Aim of the task:
Please repeat, exactly as written, the line containing "ok so i need the box for the rough" and every line after it through the end of the records below.

Data in this exercise:
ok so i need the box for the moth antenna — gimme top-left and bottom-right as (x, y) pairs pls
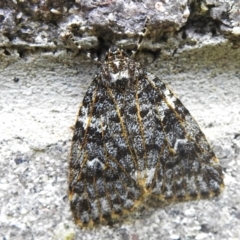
(132, 16), (150, 57)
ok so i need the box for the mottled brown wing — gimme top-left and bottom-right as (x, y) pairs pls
(124, 72), (224, 201)
(69, 78), (143, 228)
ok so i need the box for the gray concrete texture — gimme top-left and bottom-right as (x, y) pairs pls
(0, 0), (240, 239)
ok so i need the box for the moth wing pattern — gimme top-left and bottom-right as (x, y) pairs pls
(69, 48), (224, 228)
(69, 76), (143, 227)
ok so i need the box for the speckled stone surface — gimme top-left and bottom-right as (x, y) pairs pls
(0, 1), (240, 240)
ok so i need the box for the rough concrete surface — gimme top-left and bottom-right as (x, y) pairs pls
(0, 0), (240, 240)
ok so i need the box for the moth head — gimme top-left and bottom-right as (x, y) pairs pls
(100, 47), (141, 89)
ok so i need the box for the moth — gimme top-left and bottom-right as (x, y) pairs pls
(68, 47), (224, 228)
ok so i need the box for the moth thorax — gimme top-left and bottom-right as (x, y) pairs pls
(100, 58), (139, 89)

Answer to this exercise:
ok so i need the box for the rough concrete surface — gimme top-left and bottom-right as (x, y) pairs pls
(0, 0), (240, 240)
ok so i need the box for the moth head — gimme top-left and bottom-right as (x, y) pairs pls
(100, 47), (141, 89)
ok so i need the box for the moth — gimme top-left and bottom-right as (x, y) pairs pls
(68, 47), (224, 228)
ok so i need the box for the moth thorax — gimme top-left and bottom-right as (x, y) pairs pls
(100, 58), (139, 89)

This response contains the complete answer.